- _Problems and tasks_:
**a.** According to the biography of Karl von Frisch, who steered Frisch's earliest professional work toward a study of vision in honeybees?
**b.** Carry the biography of Karl von Frisch forward from its final sentence.
(Text under study Opens)
Biography of Karl von Frisch
Bith Date: November 20, 1886
Death Date: June 12, 1982
Place of Birth: Vienna, Austria
Nationality: Austrian
Gender: Male
Occupations: zoologist, scientist
The Austrian zoologist Karl von Frisch (1886-1982) is noted for his studies of insect behavior and sensory physiology. His most famous discovery was that honeybees communicate by waggle dancing.
Karl von Frisch was born on November 20, 1886, in Vienna, the son of a university professor. He displayed an early interest in animals, which his family encouraged. His uncle, Sigmund Exner, the leading authority on insect vision at the time, channeled Frisch's earliest professional endeavors into a study of vision in honeybees.
(Text under study Closes)
(Provided information Opens)
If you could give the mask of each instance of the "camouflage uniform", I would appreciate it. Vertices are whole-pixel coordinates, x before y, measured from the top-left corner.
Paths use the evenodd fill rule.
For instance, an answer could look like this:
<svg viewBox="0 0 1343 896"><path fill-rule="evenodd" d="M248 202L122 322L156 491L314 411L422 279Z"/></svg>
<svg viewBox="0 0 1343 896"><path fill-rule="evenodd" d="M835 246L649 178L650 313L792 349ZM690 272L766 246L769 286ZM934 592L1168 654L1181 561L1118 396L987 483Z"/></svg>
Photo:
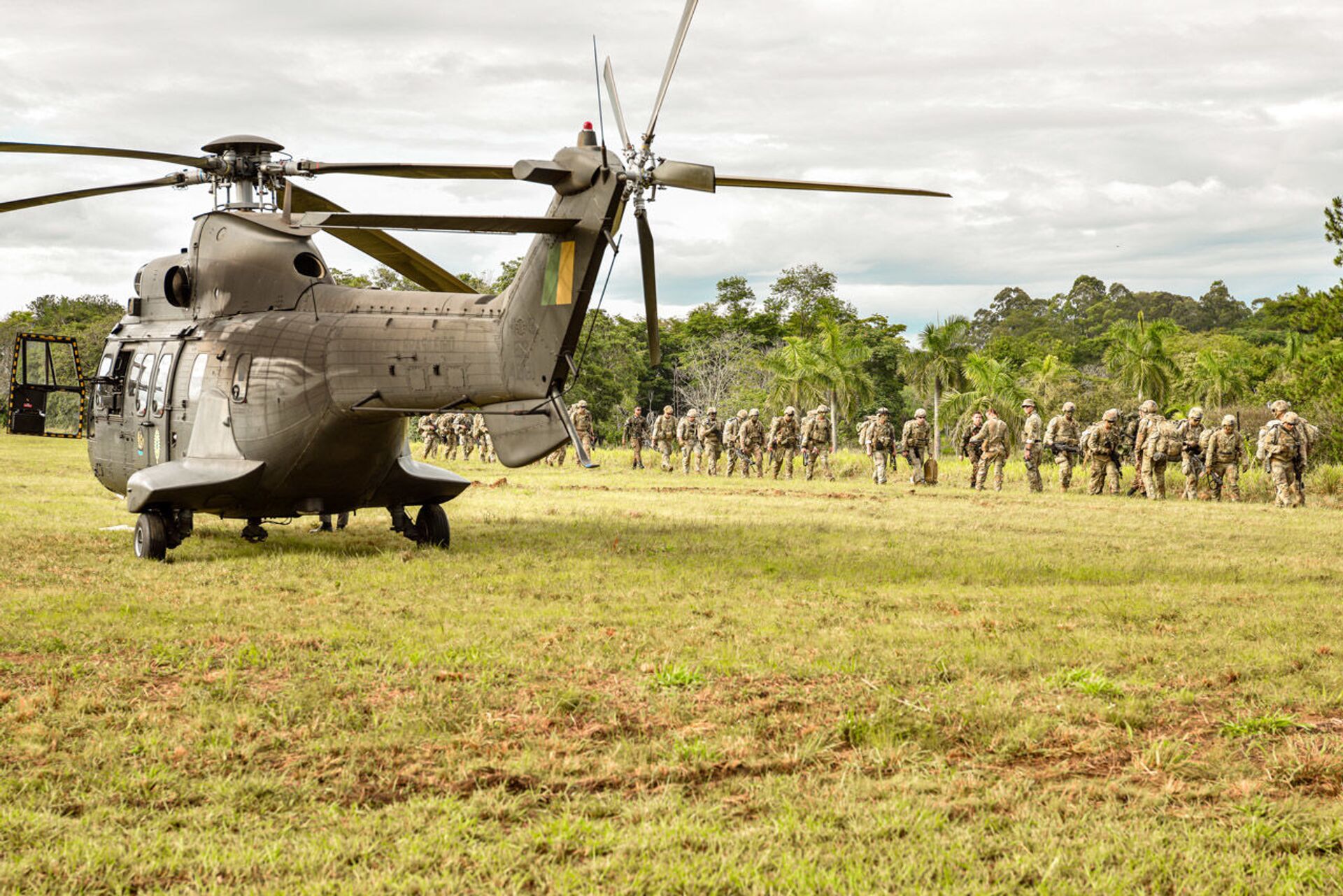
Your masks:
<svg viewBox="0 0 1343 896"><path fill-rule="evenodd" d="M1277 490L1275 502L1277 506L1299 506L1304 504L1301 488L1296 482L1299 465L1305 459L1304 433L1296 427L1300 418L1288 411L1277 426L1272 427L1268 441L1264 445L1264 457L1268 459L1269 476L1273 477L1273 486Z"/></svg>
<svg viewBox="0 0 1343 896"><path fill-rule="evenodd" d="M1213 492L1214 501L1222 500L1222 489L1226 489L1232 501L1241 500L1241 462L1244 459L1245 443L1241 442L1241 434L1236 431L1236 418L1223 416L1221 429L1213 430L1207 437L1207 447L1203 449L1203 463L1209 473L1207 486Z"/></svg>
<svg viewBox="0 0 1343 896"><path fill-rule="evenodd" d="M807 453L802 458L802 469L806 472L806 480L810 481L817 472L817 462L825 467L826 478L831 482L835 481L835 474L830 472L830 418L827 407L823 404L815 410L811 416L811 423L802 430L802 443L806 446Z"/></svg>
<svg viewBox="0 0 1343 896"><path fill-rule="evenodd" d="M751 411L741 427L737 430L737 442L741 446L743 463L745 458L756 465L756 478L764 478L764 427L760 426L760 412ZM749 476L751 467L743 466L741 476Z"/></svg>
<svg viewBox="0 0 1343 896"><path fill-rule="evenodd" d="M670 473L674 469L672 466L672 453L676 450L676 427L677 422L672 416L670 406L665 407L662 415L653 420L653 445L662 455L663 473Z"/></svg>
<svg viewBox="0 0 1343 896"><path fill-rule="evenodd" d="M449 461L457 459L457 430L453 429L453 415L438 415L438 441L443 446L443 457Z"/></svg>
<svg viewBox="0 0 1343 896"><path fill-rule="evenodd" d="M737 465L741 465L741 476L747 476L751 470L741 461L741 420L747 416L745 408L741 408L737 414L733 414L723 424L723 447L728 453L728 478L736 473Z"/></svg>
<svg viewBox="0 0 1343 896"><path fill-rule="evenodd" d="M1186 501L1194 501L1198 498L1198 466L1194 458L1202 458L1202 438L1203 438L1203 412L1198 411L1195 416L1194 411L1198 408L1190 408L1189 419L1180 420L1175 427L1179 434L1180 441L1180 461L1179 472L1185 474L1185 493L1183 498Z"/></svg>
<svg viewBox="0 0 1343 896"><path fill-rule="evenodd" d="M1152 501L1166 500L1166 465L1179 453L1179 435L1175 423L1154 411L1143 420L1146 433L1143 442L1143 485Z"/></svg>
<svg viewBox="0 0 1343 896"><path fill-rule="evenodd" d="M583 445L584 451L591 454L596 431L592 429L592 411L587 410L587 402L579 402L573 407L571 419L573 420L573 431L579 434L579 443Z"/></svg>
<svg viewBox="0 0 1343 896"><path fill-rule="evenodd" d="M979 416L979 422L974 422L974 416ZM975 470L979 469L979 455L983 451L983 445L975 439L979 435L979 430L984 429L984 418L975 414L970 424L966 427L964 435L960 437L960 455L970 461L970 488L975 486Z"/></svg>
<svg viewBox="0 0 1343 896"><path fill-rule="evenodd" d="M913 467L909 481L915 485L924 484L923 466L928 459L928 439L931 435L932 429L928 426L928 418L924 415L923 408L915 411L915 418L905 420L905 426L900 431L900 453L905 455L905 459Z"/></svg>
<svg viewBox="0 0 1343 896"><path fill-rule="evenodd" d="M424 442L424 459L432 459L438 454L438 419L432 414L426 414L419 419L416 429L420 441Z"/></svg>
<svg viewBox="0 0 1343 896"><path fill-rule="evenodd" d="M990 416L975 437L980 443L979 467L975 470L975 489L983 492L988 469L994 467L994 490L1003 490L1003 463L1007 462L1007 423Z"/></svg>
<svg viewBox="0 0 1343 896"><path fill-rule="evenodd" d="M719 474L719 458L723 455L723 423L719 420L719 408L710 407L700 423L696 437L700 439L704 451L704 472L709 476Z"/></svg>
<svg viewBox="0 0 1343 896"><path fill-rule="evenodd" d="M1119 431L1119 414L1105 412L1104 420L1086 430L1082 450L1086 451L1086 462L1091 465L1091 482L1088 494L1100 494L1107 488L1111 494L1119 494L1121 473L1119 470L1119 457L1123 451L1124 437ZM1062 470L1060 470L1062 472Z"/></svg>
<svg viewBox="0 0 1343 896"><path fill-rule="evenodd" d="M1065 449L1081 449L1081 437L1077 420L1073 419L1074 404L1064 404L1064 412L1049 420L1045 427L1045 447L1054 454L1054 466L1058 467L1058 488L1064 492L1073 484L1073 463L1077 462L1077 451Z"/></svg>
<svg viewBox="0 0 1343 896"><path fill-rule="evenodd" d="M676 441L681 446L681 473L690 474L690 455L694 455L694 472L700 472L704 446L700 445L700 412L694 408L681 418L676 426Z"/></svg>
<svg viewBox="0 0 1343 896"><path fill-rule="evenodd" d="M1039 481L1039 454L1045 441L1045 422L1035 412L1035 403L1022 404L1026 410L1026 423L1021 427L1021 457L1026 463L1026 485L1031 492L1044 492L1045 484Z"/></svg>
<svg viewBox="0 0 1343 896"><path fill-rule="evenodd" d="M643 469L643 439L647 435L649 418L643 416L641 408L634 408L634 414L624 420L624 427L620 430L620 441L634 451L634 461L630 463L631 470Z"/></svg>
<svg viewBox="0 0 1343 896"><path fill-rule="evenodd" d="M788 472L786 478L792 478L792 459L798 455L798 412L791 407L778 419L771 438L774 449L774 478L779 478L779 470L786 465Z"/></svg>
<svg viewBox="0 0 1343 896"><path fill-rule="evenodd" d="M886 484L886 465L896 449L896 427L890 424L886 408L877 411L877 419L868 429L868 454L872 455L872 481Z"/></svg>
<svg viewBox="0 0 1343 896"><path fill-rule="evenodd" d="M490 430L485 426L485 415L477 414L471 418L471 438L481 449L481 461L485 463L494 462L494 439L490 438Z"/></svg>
(Provided information Closes)
- _Answers to the exercises_:
**a.** His uncle, Sigmund Exner, then the leading authority on insect vision.

**b.**
Frisch studied under Richard von Hertwig at the University of Munich and received his doctorate in zoology in 1910. Early in his career he began to make important contributions to the analysis of animal behavior. It is said that every successful scientist has a small number of personal tools with which he levers discoveries out of nature, and Frisch had two in which he attained great mastery. The first was the repeated exploitation of the passage of honeybees from nest to flowers and back again, a complex sequence of behavioral events that is nonetheless easy to manipulate and monitor. The second was the method of training, developed by Ivan Pavlov, by which Frisch associated the stimuli to be studied with a subsequent reward of food. Animals trained in this fashion respond sharply to odd stimuli that they otherwise ignore, thus revealing ultimately their sensory capacities.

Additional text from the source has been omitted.